> Records provided:

◆ ◆ ◆

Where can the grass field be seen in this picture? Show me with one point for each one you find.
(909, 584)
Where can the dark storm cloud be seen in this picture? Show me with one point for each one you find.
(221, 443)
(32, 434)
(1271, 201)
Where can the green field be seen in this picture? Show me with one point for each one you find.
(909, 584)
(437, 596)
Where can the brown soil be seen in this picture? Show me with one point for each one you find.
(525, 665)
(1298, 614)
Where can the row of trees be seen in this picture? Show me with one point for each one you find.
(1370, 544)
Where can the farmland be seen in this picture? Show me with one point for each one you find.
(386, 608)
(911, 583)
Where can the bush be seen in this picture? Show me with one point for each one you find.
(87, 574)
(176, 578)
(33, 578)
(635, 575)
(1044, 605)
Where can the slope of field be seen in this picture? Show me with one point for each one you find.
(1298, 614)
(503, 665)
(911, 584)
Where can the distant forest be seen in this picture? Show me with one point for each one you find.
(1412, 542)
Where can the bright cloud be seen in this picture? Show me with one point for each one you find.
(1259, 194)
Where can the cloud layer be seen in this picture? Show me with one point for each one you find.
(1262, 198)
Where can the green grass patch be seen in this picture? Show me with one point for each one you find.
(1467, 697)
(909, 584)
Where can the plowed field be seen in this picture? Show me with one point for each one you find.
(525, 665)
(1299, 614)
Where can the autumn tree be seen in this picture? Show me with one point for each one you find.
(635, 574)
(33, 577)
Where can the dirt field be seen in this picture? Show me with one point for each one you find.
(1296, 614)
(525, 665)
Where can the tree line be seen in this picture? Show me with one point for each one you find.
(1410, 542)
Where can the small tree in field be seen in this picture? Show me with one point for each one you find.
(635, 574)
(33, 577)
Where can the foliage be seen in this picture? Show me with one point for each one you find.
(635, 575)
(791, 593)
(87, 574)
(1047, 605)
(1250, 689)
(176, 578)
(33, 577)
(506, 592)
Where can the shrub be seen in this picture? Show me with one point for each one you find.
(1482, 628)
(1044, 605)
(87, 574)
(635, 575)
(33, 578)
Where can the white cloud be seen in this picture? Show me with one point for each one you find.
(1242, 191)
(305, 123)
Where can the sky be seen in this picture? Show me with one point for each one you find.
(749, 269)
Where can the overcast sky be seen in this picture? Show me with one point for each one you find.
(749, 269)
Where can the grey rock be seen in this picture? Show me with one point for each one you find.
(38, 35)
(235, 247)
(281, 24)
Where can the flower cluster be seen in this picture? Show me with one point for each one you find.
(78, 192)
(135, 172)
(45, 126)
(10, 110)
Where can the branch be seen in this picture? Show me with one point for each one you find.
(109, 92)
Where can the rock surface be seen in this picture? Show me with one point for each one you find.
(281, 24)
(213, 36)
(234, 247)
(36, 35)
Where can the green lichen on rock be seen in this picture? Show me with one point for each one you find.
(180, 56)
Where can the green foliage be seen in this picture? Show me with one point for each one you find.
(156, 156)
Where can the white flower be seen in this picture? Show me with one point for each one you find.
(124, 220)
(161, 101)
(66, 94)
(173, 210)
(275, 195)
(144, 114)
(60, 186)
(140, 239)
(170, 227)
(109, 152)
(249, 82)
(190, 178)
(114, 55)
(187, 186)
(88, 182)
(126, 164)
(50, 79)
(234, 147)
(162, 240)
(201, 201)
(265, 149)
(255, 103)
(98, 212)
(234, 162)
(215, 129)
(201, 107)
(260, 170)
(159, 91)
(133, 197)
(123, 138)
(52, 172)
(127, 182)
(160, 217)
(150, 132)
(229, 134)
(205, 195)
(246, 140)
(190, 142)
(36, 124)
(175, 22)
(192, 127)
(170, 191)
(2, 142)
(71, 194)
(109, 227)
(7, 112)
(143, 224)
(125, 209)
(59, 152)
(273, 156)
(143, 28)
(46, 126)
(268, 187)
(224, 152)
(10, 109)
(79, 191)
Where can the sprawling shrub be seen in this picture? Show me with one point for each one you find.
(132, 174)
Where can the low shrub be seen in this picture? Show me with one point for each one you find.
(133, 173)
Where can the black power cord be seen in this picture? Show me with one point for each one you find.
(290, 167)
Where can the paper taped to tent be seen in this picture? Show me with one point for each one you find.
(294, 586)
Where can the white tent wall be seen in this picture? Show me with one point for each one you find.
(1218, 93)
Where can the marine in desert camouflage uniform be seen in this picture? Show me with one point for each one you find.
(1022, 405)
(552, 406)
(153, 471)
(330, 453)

◆ ◆ ◆

> Exercise aim: Write the listing out once more, keeping each word as it is.

> Solution for this exercise:
Where can the grass field be seen in this picture? Show me with one point for each one you find.
(909, 584)
Where can the dark storm cloud be seen in this picture? Show me with one point for each one you find.
(221, 443)
(32, 434)
(1271, 201)
Where can the green field be seen in this picture? Show me with one point for each one you find.
(909, 584)
(437, 596)
Where can the brown soil be seen in this picture? Show me with one point for each one you find.
(525, 665)
(1298, 614)
Where can the row of trees be seen in this picture? Show me with one point for each one you find.
(1370, 544)
Where can the farmland be seen in this picture? Show me with one point for each one you find.
(386, 608)
(911, 583)
Where can the bush be seen in this picture? Show me with one point for each one you find.
(87, 574)
(176, 578)
(33, 578)
(635, 575)
(1044, 605)
Where can the slope of field be seen in this picture? Show me with one point for each one you find.
(1298, 614)
(503, 665)
(911, 584)
Where can the distant forest be seen in this picture? Show me with one point for each one you find.
(1412, 542)
Where can the bright cloud be seen in this picture? Show me with one point for each one you find.
(1259, 194)
Where can the cloud layer be seen in this picture? Show me with one point for each one you find.
(1262, 198)
Where can the green grass patch be seen in this picture? Show me with one point for each one you find.
(1467, 697)
(909, 584)
Where can the plowed field be seen in this picture? Show me with one point for each one you find.
(525, 665)
(1299, 614)
Where can the autumn tree be seen in this picture? Show me with one point for each one you find.
(635, 574)
(33, 577)
Where can the dirt field be seen in this picture? Show me with one point for each one you find.
(1296, 614)
(525, 665)
Where can the tree line be seen in this picture? Show me with one point for each one you find.
(1410, 542)
Where can the small tree in field be seen in this picture? Show me with one point for each one you find.
(635, 574)
(33, 577)
Where can the foliage be seen in this picture? Show me with one point for each one you find.
(635, 575)
(791, 593)
(87, 574)
(1047, 605)
(1250, 689)
(176, 578)
(33, 577)
(506, 592)
Where can the shrub be seen in this picture? Show me with one point for each one you find.
(1482, 628)
(1044, 605)
(87, 574)
(635, 575)
(33, 578)
Where can the white cloud be seen in this picture? Show me with one point for each one you find.
(1242, 191)
(305, 123)
Where can the sky be seen in this picture? Show me with one point for each one you find.
(749, 269)
Where can the overcast sky be seen in this picture? Show me with one point for each one you find.
(749, 269)
Where can the grey rock be seen in this picture? Show me with one point for each one you find.
(38, 35)
(235, 247)
(281, 24)
Where can the flower cluster be seen in this picture? Show me with one point for each one you find.
(78, 192)
(135, 172)
(45, 126)
(10, 110)
Where can the branch be seen in this picture? Show me with one point for each one you find.
(109, 92)
Where can the rock surface be seen in this picture? Show me with one point for each one you find.
(281, 24)
(213, 36)
(234, 247)
(36, 35)
Where can the green lichen on rock be seen in this picture? Show me with one point for each one you find.
(180, 56)
Where can the green foliage be seen in this picture? Show me with one point for each one you find.
(156, 156)
Where can the white flower be seen in this picture? Show me with one point for each one you find.
(124, 220)
(161, 101)
(66, 94)
(173, 210)
(275, 195)
(144, 114)
(60, 186)
(140, 239)
(170, 227)
(109, 152)
(249, 82)
(190, 178)
(114, 55)
(187, 186)
(88, 182)
(126, 164)
(50, 79)
(234, 147)
(162, 240)
(201, 201)
(265, 149)
(255, 103)
(98, 212)
(234, 162)
(215, 129)
(201, 107)
(260, 170)
(159, 91)
(133, 197)
(123, 138)
(52, 172)
(127, 182)
(160, 217)
(150, 132)
(229, 134)
(205, 195)
(246, 140)
(190, 142)
(36, 124)
(175, 22)
(192, 127)
(170, 191)
(2, 142)
(71, 194)
(109, 227)
(7, 112)
(143, 224)
(125, 209)
(59, 152)
(273, 156)
(143, 28)
(46, 126)
(268, 187)
(224, 152)
(10, 109)
(79, 191)
Where can the sprawling shrub be seen in this picture? Show me with one point for each one you find.
(132, 174)
Where can the low shrub be seen in this picture? Show me with one point for each one you find.
(133, 173)
Where can the black power cord be seen in this picture? Show me with one point for each one you find.
(290, 167)
Where can the paper taped to tent be seen in this picture? Show me with one point for each one you find.
(294, 586)
Where can the white tent wall be seen in this picture? Show me with one point for each one you find.
(1218, 93)
Where can the marine in desert camouflage uniform be seen in this picture? Show me with one point for each one you find.
(1022, 405)
(552, 406)
(153, 471)
(330, 453)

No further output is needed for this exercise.